### Task goal
Where a record contains a picture, omit the picture and repeat the rest exactly.

(Referring expression data)

• • • • • • •

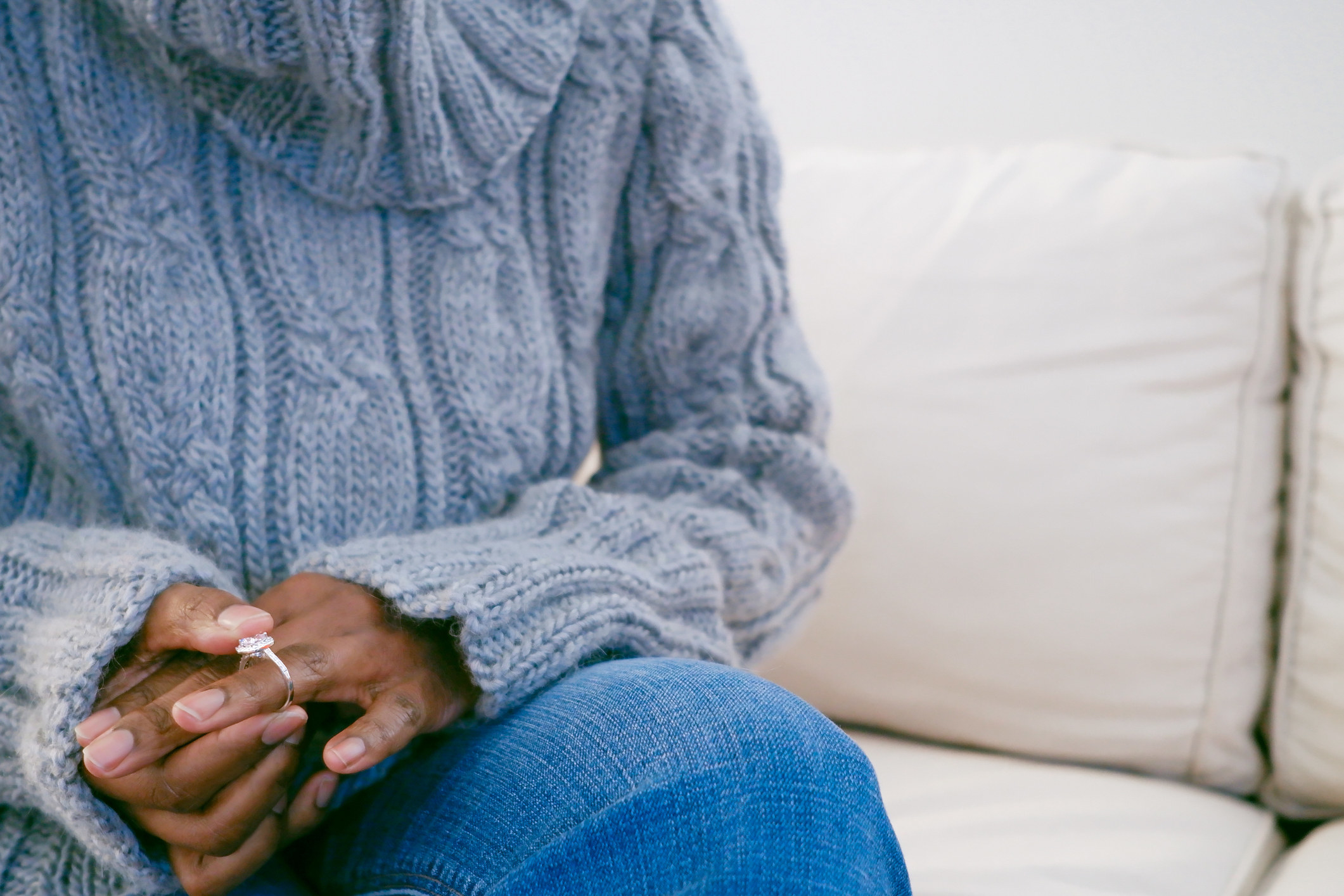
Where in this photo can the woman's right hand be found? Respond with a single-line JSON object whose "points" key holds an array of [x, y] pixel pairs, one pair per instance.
{"points": [[217, 794]]}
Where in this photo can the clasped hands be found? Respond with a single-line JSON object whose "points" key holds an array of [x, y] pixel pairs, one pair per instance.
{"points": [[198, 754]]}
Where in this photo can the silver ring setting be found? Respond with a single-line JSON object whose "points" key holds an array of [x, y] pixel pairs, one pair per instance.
{"points": [[260, 645]]}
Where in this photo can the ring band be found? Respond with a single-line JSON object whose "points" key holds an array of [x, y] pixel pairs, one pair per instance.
{"points": [[260, 645]]}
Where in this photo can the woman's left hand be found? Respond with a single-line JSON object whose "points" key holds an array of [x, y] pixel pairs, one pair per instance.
{"points": [[340, 645]]}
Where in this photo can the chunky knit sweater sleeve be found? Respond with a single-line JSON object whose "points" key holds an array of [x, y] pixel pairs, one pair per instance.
{"points": [[717, 509], [69, 597]]}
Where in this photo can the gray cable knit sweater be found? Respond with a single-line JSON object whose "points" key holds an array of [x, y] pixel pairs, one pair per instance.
{"points": [[351, 286]]}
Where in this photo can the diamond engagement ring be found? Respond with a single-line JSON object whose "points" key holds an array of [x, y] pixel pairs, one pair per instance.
{"points": [[260, 645]]}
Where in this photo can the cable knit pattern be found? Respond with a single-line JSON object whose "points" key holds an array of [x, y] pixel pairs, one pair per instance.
{"points": [[352, 286]]}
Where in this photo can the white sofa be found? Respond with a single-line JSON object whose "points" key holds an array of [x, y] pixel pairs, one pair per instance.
{"points": [[1066, 628]]}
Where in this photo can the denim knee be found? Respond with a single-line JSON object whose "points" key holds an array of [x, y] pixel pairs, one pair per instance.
{"points": [[696, 715]]}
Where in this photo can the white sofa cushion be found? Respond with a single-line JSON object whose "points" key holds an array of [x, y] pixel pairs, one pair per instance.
{"points": [[984, 825], [1307, 720], [1312, 868], [1057, 376]]}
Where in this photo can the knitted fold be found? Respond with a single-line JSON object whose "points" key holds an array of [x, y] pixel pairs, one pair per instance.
{"points": [[366, 103]]}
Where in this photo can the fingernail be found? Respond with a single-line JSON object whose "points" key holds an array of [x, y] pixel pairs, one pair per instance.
{"points": [[241, 614], [106, 753], [202, 704], [284, 726], [96, 724], [349, 752], [326, 790]]}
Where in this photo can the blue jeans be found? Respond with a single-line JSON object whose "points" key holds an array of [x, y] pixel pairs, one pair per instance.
{"points": [[627, 777]]}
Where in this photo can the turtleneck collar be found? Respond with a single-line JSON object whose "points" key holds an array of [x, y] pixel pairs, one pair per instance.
{"points": [[369, 103]]}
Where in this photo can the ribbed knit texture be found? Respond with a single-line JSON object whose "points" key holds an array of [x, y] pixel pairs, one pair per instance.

• • • • • • •

### Answer to the exercise
Where in this photo can the woman's right hand be found? Respond with a single-line JSON object whose "points" key holds an array of [x, y] pixel pairs, one pair per instance.
{"points": [[217, 794]]}
Where in this photo can the clasped hands be found? Respond with a single-line JSON object whose "points" key holds an array of [x, y] pixel pairs, one pair per instance.
{"points": [[198, 754]]}
Where in this photo can the silver ring setting be found? Respond with a single-line JSON object whose "points" key holds an array of [x, y] pixel pairs, one pair per instance.
{"points": [[260, 645]]}
Where in this photo can the ring band be found? Respond with a single-line JSON object whose "points" key holds an array of [x, y] pixel pairs, one pair per instance.
{"points": [[260, 645]]}
Where in this photo can the woman's left hand be found? Respond with a single-line JSON object whose "points" key holds an array of [x, y] pixel pairs, one pair per instance.
{"points": [[340, 645]]}
Where in this photo can the chunky knit sweater sleeve be found? Respond with a single-line JSON object whose "points" key holds an array of [x, y] pixel pairs, one pair per instance.
{"points": [[717, 509], [69, 597]]}
Where in this photo can the gray cable knit sweater be found? Respond with a single-line JSON object whose "points" key holds an array of [x, y] pixel pairs, one pair per instance.
{"points": [[351, 286]]}
Where in this photo can the diamond engagement ring be found? Respond with a single-line JSON object whose "points" key holds an array of [x, y] pixel pairs, one pair per instance.
{"points": [[260, 645]]}
Where in this photo can the cable knit pattern be found? Respond with a single-line JSON object whose "points" key holds an array of [x, y] pixel pairs, one pair per instance.
{"points": [[352, 286]]}
Where in this photo can the white sofa be found? Respond with a single-line JSON object whose "points" key holds an array of [x, y] pixel pairs, one pair per instance.
{"points": [[1066, 628]]}
Where in this photo can the denim knee be found? Respond with a single-line JSON object whose "points" key holds an array of [x, y] pixel pairs, one pair per instance.
{"points": [[696, 715]]}
Where in this photo can the white sofa cushion be found? Respond with a single-line JSON object whose "points" key holds an array of [x, y] pixel pairs, one pair per instance.
{"points": [[984, 825], [1307, 720], [1312, 868], [1057, 376]]}
Where in this photo can the knitted fold be found? Respond with a single-line JSON object whose "points" key holds an array of [x, y] pixel pairs, one pair per instance.
{"points": [[366, 103]]}
Where in this photo can the fingernail be found? Respond with a single-line JSON object whose "points" key holds an array of [x, y] pixel pairs, one pair per instance.
{"points": [[241, 614], [106, 753], [202, 704], [284, 726], [96, 724], [349, 752], [326, 790]]}
Where in this photo can the blue jeans be found? Respond with a single-line JSON object whose "points" key holds an array of [x, y] pixel pairs, one pair per instance.
{"points": [[627, 777]]}
Where in this photo can the turtleneck collar be found? Respond with a single-line JSON object whose "points" key holds an array of [x, y] pixel pairs, one pair per instance.
{"points": [[369, 103]]}
Where in this photo can the ribbed knit texture be found? Respond with a single-line JSON object whose "points" key holds an array of [x, y] pixel pairs, one pair per instance.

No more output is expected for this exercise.